**Task to carry out:** Go through the records, and copy each line in which the string "uniform" is present.

━━━━━ Record extracts ━━━━━

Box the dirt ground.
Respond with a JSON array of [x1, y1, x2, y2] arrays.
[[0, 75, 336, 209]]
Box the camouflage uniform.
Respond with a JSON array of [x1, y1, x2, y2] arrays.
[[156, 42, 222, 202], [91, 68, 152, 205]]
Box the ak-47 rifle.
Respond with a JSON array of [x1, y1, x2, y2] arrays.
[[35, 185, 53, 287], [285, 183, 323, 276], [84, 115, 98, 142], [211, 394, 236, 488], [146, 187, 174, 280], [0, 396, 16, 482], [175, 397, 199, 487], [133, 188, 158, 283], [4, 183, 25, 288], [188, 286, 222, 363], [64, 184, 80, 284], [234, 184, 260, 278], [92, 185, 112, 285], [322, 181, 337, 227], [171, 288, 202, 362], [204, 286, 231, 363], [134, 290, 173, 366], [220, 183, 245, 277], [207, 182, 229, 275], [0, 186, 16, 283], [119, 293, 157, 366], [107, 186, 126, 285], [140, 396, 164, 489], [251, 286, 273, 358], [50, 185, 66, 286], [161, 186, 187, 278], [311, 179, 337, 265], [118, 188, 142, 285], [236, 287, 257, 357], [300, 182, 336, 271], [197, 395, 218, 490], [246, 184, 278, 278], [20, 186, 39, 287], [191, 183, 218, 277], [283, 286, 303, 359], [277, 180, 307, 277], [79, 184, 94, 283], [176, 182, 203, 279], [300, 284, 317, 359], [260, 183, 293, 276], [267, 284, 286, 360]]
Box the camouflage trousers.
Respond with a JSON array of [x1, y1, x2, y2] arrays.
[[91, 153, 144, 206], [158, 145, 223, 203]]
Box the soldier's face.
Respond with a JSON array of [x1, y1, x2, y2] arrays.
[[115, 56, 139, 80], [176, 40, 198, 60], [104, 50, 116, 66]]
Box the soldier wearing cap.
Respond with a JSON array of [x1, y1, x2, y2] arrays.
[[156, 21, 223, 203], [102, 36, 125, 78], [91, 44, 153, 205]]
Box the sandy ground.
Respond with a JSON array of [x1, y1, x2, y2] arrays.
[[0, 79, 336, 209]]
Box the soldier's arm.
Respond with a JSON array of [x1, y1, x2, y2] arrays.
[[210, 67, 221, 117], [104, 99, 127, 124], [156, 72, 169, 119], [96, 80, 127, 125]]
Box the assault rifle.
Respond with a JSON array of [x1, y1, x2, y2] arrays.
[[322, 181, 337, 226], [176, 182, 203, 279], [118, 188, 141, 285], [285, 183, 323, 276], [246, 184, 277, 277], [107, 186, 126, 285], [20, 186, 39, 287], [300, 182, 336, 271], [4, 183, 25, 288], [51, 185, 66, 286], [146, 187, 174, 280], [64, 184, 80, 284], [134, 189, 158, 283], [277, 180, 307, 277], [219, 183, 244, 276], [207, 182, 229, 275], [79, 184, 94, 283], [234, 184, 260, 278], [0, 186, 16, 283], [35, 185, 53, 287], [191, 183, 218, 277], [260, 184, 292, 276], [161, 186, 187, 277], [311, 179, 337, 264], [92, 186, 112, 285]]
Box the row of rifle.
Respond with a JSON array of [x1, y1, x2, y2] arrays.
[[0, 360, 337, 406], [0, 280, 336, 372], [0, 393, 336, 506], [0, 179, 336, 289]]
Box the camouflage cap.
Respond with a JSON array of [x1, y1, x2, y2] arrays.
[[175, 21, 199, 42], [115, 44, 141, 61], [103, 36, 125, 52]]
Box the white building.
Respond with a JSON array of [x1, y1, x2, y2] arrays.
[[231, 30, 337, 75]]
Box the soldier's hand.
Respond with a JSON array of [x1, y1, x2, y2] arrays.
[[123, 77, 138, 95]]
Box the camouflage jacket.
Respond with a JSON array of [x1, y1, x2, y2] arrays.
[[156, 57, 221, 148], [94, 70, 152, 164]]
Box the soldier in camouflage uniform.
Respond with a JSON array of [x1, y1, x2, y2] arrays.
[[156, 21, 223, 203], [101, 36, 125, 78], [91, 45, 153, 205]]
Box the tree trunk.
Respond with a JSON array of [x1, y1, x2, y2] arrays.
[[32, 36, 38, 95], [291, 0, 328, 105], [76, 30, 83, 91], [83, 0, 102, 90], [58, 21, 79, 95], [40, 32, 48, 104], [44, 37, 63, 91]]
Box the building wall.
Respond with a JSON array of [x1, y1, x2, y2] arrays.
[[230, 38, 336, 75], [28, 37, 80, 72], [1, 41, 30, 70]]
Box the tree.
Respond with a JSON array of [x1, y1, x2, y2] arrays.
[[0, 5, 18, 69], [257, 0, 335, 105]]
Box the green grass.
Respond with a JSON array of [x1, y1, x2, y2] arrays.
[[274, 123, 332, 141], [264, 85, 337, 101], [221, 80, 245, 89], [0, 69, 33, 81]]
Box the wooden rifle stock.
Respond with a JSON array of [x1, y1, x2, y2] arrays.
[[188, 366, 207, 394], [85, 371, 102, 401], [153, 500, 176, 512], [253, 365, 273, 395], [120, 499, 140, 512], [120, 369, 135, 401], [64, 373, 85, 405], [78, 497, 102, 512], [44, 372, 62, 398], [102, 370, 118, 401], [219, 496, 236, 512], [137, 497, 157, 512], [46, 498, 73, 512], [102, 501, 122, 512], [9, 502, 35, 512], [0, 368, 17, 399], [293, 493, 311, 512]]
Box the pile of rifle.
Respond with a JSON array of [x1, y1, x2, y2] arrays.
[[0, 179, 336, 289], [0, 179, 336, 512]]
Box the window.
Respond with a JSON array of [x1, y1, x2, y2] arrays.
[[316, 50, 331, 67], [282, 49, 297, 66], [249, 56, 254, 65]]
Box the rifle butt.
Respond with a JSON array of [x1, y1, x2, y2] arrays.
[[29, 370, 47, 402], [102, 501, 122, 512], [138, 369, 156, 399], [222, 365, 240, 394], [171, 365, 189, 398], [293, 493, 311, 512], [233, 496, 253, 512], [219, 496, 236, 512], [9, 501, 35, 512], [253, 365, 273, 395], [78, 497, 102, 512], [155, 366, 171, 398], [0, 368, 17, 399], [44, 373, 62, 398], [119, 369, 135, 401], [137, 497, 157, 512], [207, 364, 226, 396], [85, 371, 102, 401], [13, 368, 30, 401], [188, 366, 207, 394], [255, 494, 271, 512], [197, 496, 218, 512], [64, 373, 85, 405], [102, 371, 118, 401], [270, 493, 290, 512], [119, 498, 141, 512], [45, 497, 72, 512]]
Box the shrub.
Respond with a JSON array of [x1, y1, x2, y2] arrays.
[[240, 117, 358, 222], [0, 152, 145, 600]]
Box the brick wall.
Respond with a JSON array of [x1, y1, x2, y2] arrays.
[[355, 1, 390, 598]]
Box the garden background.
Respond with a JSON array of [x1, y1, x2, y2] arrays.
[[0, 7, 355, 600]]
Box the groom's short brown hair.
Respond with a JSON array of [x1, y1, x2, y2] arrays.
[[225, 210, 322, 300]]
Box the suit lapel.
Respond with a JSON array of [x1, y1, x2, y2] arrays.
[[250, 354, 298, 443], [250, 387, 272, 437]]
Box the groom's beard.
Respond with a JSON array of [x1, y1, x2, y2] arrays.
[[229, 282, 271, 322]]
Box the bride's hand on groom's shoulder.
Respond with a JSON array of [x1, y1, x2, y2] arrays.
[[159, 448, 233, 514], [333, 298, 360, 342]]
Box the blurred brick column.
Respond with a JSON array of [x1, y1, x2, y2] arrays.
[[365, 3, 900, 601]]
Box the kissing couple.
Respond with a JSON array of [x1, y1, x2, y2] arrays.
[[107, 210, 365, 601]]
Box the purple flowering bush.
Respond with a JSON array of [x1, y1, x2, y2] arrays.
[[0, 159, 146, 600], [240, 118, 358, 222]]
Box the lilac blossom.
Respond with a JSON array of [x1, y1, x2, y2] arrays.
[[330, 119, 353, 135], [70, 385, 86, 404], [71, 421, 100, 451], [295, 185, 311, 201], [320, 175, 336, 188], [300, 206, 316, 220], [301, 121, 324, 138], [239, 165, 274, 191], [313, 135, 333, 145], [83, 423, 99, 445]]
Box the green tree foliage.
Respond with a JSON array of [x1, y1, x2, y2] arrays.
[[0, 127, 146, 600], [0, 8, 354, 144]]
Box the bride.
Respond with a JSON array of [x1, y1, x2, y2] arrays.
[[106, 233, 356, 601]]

━━━━━

**Reply:**
Box the camouflage uniform.
Box the soldier in camouflage uniform.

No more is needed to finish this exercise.